• _TASK_
Update the Getty copyright text from "Court’s Reasoning" down to "the latter category." so that "foundational principles" replaces "first principles".

#### READING TEXT ####

Now, to properly evaluate and understand this dispute requires clarity about how a Stable Diffusion system processes data. The model does not store images in any traditional sense. Instead, during training, each image is broken down into mathematical representations, and the system repeatedly adjusts its internal model weights (the numerical parameters that determine how the model interprets visual features). These weights, amounting in millions or billions, encode statistical patterns “learned” from the training data, i.e., how edges tend to meet, how textures correlate with shapes, how colours transition. A weight might capture the likelihood of a curved line appearing with a certain shading, but no weight contains or reproduces any portion of an image. They reflect learned relationships, not stored expressions.
Getty’s position treated the trained model as a transformed artefact whose internal parameters had absorbed the expressive qualities of its photographs, i.e., something beyond a mere code. Stability AI, conversely, characterised the model as a functional system shaped by statistical learning, not a repository containing copyrighted works. This factual tension between the model as a mathematical construct and the model as an alleged transformed embodiment of copyrighted images formed the foundation of the copyright dispute.
Issues
The Court distilled the copyright questions to three primary legal issues:
- Whether Stable Diffusion’s model weights constitute an “article” for section 27 Copyrights, Designs and Patents Act?
- Whether those weights embody an “infringing copy” of Getty’s copyrighted works within sections 22–23 of the CDPA?
- Whether distributing or making available the model in the UK constitutes secondary infringement?
Court’s Reasoning
The Court approached these questions by returning to first principles. Copyright law distinguishes between an idea and its expression, and between conduct that reproduces the expression and conduct that merely learns from or analyses it. The model weights, in the Court’s view, occupied the latter category.
The analysis begins by describing how Stable Diffusion processes information. During training, images are decomposed into lower-dimensional representations, and the model iteratively adjusts numerical parameters (weights) in response to patterns in the data. These weights do not contain or store pixels. Nor can any original image be reconstructed from them. Instead, they reflect statistical guidance: associations between prompts and visual features. In other words, the model learns “how to draw”, not “what to draw.”
This factual grounding allowed the Court to conclude that the model weights do not constitute an “article” within section 27 because they do not embody any of Getty’s works. The provision, the Court emphasised, presupposes an object in which a copy of the work is fixed. Drawing on Synthon v. SKB 2005, the Court reaffirmed that embodiment must be specific, identifiable and reproducible and not merely inferential or probabilistic. A computer program may be capable of producing images, but that does not make it an article that contains them.
From this, the Court reasoned that the downstream distribution of the model could not amount to secondary infringement because the precondition of having possession or dealing with an infringing copy was never established. The distinction between learning and copying thus became decisive: even if the training process involved unauthorised reproductions (an issue no longer live), the results of that learning are not themselves reproductions.

#### SUPPLIED INFORMATION ####

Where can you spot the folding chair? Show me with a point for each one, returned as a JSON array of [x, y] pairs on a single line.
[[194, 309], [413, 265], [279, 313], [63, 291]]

####

• _SOLUTION TO THIS TASK_
Court’s Reasoning
The Court approached these questions by returning to foundational principles. Copyright law distinguishes between an idea and its expression, and between conduct that reproduces the expression and conduct that merely learns from or analyses it. The model weights, in the Court’s view, occupied the latter category.